### TASK GOAL:
Copy out again, unchanged, the line that contains "In this photo, where can the container" and every line after it down to the last line of the data.
╭─ DATA PROVIDED
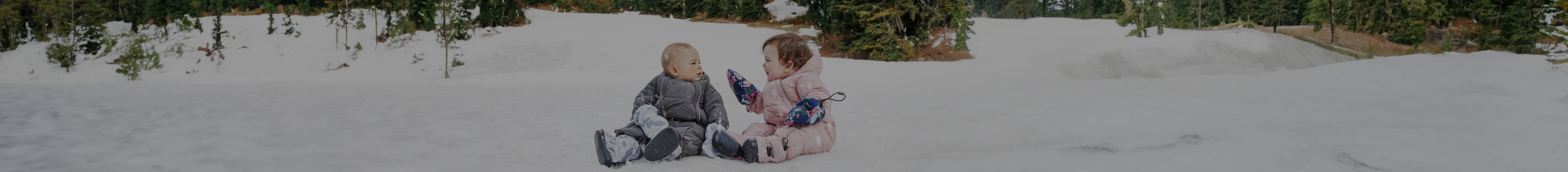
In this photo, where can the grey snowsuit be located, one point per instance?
(688, 106)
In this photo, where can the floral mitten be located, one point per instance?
(744, 90)
(805, 113)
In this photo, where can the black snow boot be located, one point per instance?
(750, 151)
(604, 152)
(725, 146)
(662, 146)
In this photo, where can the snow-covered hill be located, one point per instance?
(1042, 96)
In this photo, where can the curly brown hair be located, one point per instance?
(793, 49)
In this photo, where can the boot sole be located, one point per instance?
(604, 154)
(727, 146)
(750, 151)
(662, 146)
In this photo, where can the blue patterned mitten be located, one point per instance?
(744, 90)
(805, 113)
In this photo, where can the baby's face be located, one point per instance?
(691, 68)
(772, 65)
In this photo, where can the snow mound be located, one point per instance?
(1205, 59)
(783, 10)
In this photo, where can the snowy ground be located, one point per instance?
(1042, 96)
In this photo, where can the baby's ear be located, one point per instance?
(672, 71)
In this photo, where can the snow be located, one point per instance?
(529, 99)
(783, 10)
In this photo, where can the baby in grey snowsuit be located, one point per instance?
(670, 115)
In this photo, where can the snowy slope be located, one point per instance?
(531, 98)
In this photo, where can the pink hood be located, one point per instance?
(780, 96)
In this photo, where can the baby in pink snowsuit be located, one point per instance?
(793, 71)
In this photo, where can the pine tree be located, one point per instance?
(452, 26)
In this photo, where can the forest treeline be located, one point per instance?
(1514, 26)
(885, 30)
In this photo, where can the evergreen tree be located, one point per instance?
(451, 27)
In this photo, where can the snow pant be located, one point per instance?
(788, 142)
(647, 124)
(626, 148)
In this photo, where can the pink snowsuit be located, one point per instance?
(775, 102)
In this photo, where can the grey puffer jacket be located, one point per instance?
(684, 104)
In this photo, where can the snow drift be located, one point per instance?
(1205, 57)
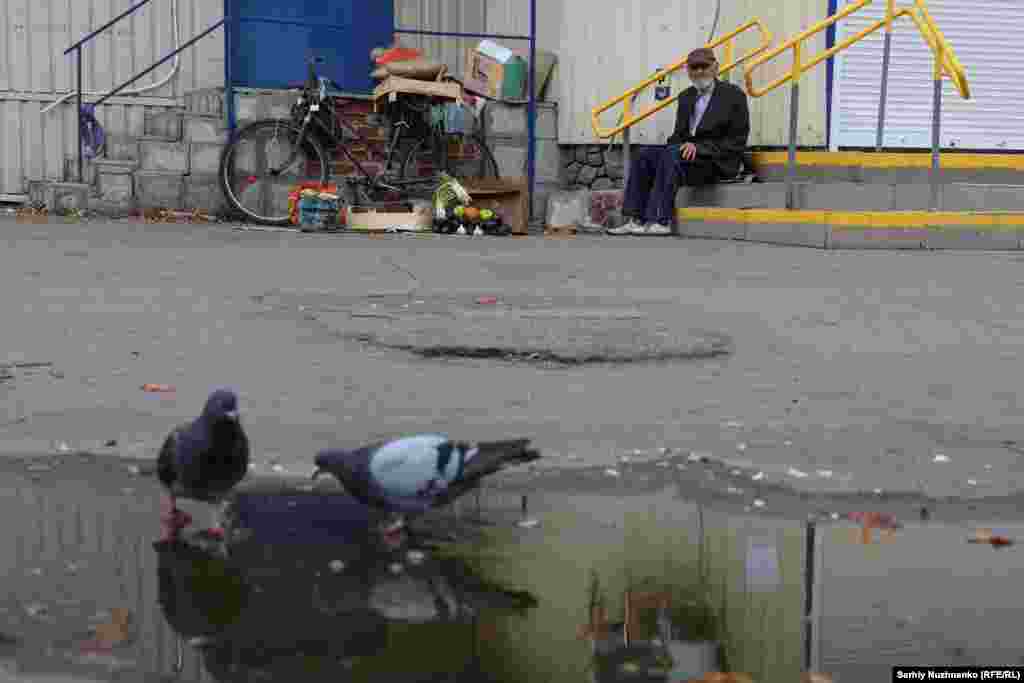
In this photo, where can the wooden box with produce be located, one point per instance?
(507, 198)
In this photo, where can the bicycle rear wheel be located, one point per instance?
(253, 175)
(423, 160)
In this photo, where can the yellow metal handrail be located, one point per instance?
(629, 119)
(945, 59)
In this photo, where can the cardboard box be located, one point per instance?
(389, 218)
(486, 77)
(507, 197)
(489, 78)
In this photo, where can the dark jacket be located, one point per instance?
(721, 135)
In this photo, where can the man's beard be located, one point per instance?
(702, 84)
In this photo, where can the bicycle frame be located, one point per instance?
(335, 133)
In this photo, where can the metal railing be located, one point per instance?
(945, 63)
(628, 119)
(77, 48)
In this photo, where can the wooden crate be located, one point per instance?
(384, 218)
(507, 197)
(395, 85)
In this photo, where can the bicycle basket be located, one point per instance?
(453, 117)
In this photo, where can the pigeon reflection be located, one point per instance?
(311, 606)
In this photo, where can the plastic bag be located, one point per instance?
(568, 209)
(420, 69)
(296, 194)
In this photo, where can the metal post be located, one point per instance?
(791, 167)
(531, 113)
(886, 55)
(78, 97)
(626, 158)
(228, 75)
(936, 131)
(809, 596)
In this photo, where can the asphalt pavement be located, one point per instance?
(825, 371)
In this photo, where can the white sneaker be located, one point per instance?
(626, 228)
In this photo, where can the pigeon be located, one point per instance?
(414, 474)
(205, 459)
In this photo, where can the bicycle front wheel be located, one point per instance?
(263, 163)
(425, 161)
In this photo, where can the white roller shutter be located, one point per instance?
(987, 37)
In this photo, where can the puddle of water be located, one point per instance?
(632, 578)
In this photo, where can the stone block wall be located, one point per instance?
(597, 167)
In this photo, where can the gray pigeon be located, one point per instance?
(206, 458)
(414, 474)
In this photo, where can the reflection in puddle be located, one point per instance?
(614, 582)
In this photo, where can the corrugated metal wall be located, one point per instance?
(448, 15)
(35, 73)
(602, 51)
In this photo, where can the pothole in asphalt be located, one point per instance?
(514, 329)
(90, 594)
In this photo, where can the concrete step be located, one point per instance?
(204, 128)
(166, 124)
(857, 229)
(159, 189)
(163, 155)
(855, 197)
(893, 168)
(121, 147)
(208, 101)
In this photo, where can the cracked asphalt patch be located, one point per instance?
(540, 330)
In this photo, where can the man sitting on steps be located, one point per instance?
(713, 123)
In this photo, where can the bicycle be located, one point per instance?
(257, 184)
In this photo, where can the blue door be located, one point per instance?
(272, 41)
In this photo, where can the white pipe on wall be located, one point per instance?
(176, 39)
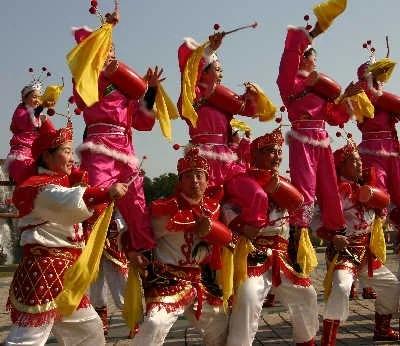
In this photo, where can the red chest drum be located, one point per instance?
(373, 197)
(126, 79)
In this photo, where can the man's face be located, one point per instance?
(32, 99)
(60, 161)
(352, 167)
(194, 183)
(268, 158)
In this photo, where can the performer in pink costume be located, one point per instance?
(107, 152)
(269, 265)
(379, 147)
(310, 157)
(358, 259)
(213, 132)
(25, 124)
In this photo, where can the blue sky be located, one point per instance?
(37, 33)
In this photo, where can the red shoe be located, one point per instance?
(102, 312)
(269, 300)
(307, 343)
(329, 332)
(382, 330)
(369, 293)
(133, 332)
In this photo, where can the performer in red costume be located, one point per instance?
(351, 253)
(269, 265)
(187, 229)
(52, 204)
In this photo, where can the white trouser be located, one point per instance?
(300, 301)
(83, 327)
(213, 324)
(116, 283)
(384, 282)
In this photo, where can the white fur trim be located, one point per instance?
(292, 27)
(381, 153)
(102, 149)
(324, 143)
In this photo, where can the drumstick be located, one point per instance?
(254, 25)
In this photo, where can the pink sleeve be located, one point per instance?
(142, 119)
(297, 40)
(336, 114)
(21, 120)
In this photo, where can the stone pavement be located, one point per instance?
(274, 329)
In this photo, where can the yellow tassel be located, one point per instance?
(306, 256)
(188, 85)
(361, 107)
(327, 11)
(242, 250)
(87, 60)
(377, 243)
(382, 69)
(329, 277)
(52, 94)
(265, 108)
(165, 110)
(134, 303)
(225, 276)
(83, 272)
(240, 125)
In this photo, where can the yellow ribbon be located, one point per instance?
(306, 256)
(225, 275)
(382, 69)
(165, 110)
(265, 108)
(134, 303)
(87, 60)
(361, 106)
(329, 277)
(52, 94)
(188, 85)
(83, 272)
(327, 11)
(377, 242)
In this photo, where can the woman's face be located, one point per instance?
(62, 160)
(32, 99)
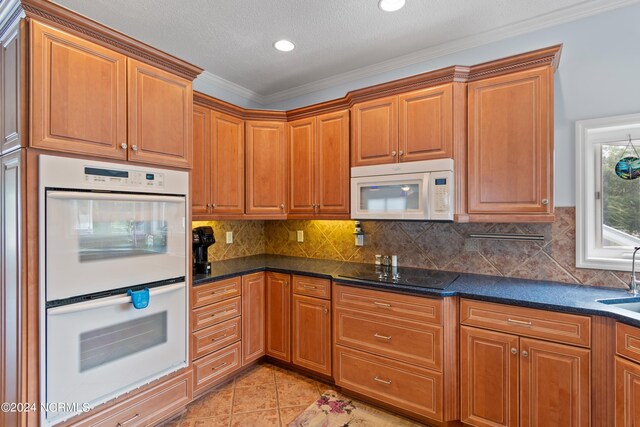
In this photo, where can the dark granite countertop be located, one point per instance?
(527, 293)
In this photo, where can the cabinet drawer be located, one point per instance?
(401, 339)
(549, 325)
(628, 341)
(216, 337)
(389, 304)
(409, 387)
(146, 408)
(312, 286)
(215, 313)
(216, 291)
(216, 366)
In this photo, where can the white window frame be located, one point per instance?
(590, 135)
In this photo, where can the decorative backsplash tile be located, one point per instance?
(444, 246)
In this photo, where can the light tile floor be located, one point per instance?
(266, 395)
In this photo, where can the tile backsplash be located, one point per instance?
(444, 246)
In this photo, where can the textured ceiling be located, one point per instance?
(233, 39)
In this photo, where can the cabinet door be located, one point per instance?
(510, 143)
(201, 172)
(160, 113)
(302, 166)
(227, 139)
(426, 124)
(253, 317)
(555, 384)
(627, 393)
(332, 158)
(78, 95)
(266, 168)
(10, 284)
(10, 89)
(312, 333)
(488, 378)
(278, 316)
(374, 134)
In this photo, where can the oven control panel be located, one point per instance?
(123, 178)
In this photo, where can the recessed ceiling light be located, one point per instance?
(391, 5)
(284, 45)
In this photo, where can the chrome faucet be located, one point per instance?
(633, 285)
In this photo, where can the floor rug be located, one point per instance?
(335, 410)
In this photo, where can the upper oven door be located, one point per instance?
(102, 241)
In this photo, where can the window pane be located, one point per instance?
(620, 201)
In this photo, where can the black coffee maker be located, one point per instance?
(202, 239)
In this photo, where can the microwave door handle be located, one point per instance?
(74, 195)
(106, 302)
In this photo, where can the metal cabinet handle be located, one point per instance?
(376, 378)
(382, 337)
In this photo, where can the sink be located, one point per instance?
(630, 304)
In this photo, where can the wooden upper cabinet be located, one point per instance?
(302, 165)
(266, 175)
(332, 160)
(227, 178)
(78, 95)
(160, 113)
(374, 134)
(201, 172)
(510, 138)
(426, 124)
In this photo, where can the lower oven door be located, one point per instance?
(100, 349)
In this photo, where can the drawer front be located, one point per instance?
(530, 322)
(216, 337)
(405, 340)
(216, 291)
(215, 313)
(409, 387)
(409, 307)
(147, 408)
(312, 286)
(216, 367)
(628, 341)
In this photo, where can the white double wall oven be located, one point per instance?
(109, 234)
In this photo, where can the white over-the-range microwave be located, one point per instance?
(420, 191)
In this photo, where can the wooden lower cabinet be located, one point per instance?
(508, 380)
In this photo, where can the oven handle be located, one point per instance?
(109, 301)
(75, 195)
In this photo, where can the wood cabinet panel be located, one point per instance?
(409, 387)
(555, 384)
(278, 316)
(551, 325)
(266, 168)
(253, 317)
(302, 165)
(312, 333)
(78, 95)
(201, 172)
(489, 366)
(401, 339)
(160, 112)
(227, 176)
(332, 158)
(511, 143)
(426, 124)
(374, 133)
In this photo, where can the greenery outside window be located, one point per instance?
(607, 206)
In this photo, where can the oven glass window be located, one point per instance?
(388, 198)
(104, 345)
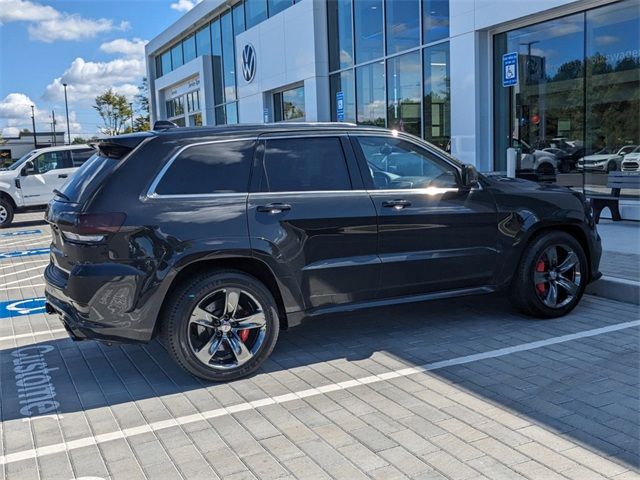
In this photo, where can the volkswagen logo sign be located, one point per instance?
(248, 63)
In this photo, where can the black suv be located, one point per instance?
(216, 238)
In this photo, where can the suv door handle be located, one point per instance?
(274, 208)
(396, 204)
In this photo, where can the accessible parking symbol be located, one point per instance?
(16, 308)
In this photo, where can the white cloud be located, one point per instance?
(129, 48)
(48, 24)
(86, 80)
(25, 11)
(15, 113)
(184, 5)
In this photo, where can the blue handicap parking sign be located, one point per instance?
(19, 232)
(24, 253)
(509, 69)
(16, 308)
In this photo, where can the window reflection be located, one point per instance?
(403, 25)
(437, 100)
(368, 30)
(370, 88)
(404, 93)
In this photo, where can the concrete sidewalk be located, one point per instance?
(620, 264)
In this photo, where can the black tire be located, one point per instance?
(177, 332)
(530, 297)
(6, 213)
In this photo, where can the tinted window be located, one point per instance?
(78, 157)
(212, 168)
(304, 164)
(397, 164)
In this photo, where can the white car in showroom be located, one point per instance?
(605, 160)
(631, 162)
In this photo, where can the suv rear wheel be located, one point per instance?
(221, 326)
(6, 212)
(551, 277)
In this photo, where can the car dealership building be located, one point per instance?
(559, 77)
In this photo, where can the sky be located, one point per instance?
(91, 45)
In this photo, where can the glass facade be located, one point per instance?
(576, 107)
(389, 62)
(217, 38)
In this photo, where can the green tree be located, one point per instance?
(114, 110)
(141, 122)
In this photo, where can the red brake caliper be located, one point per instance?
(541, 287)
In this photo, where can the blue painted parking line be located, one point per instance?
(24, 253)
(16, 308)
(20, 232)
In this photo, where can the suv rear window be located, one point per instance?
(210, 168)
(305, 164)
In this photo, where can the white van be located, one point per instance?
(30, 181)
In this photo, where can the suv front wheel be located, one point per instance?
(551, 277)
(220, 326)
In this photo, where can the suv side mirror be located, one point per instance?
(28, 169)
(469, 176)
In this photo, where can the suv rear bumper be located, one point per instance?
(92, 305)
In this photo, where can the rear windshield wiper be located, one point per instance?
(60, 194)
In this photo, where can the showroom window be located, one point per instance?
(404, 93)
(340, 34)
(406, 89)
(437, 100)
(289, 105)
(577, 102)
(368, 30)
(403, 25)
(370, 94)
(342, 84)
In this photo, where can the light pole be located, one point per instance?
(33, 121)
(66, 107)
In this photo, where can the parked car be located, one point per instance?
(31, 180)
(215, 238)
(533, 159)
(631, 161)
(605, 160)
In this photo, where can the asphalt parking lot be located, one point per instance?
(461, 389)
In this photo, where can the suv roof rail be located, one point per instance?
(164, 125)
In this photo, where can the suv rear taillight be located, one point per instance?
(92, 227)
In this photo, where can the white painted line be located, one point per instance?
(22, 280)
(33, 334)
(39, 267)
(24, 286)
(241, 407)
(19, 264)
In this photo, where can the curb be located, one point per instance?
(614, 288)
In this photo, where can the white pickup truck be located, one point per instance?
(30, 181)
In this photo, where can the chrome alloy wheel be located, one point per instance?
(557, 276)
(227, 328)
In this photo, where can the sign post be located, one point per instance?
(340, 106)
(510, 69)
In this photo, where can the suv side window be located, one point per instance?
(211, 168)
(78, 157)
(49, 161)
(398, 164)
(305, 164)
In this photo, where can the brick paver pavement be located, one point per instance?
(496, 395)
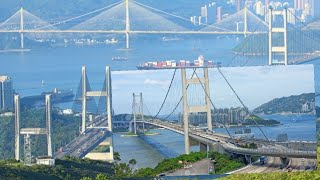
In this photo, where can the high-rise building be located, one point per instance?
(315, 8)
(240, 4)
(6, 93)
(219, 14)
(291, 16)
(212, 13)
(267, 3)
(259, 8)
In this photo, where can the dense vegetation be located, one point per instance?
(69, 168)
(223, 164)
(253, 119)
(247, 47)
(73, 168)
(65, 128)
(279, 175)
(291, 104)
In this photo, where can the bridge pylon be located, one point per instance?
(21, 29)
(282, 49)
(127, 25)
(106, 92)
(27, 132)
(195, 109)
(137, 110)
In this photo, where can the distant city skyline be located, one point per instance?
(215, 11)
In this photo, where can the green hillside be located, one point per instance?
(291, 104)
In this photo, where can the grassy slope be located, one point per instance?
(310, 175)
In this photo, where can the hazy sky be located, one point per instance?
(255, 86)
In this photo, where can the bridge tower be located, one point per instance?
(195, 109)
(21, 29)
(127, 25)
(137, 110)
(278, 50)
(27, 132)
(108, 94)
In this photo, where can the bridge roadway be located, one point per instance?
(224, 140)
(131, 32)
(85, 142)
(307, 58)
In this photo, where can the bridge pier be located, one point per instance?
(127, 41)
(21, 29)
(248, 158)
(204, 147)
(284, 161)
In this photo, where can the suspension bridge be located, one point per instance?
(273, 43)
(297, 42)
(188, 94)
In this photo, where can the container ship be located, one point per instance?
(57, 96)
(244, 134)
(173, 64)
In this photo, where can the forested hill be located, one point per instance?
(291, 104)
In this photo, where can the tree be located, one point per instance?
(132, 163)
(116, 156)
(86, 178)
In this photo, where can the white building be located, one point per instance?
(49, 161)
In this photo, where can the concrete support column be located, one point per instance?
(248, 158)
(284, 161)
(270, 35)
(207, 99)
(285, 39)
(90, 120)
(17, 126)
(21, 29)
(203, 147)
(127, 24)
(134, 114)
(84, 99)
(185, 112)
(48, 122)
(109, 108)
╰─
### EXPECTED ANSWER:
In this photo, where can the container ship be located, one point per instance?
(57, 96)
(244, 134)
(173, 64)
In this photo, where can the forested hill be located, one point per instance?
(291, 104)
In this photo, where can the tree be located, one point per instance?
(132, 163)
(116, 156)
(86, 178)
In this photo, where can the white building be located, one point per instance?
(49, 161)
In this photo, where can the concrete support column be located, one point per instance?
(248, 158)
(284, 161)
(270, 35)
(207, 99)
(285, 39)
(90, 120)
(17, 126)
(21, 29)
(203, 147)
(127, 24)
(134, 114)
(84, 99)
(185, 112)
(48, 122)
(109, 108)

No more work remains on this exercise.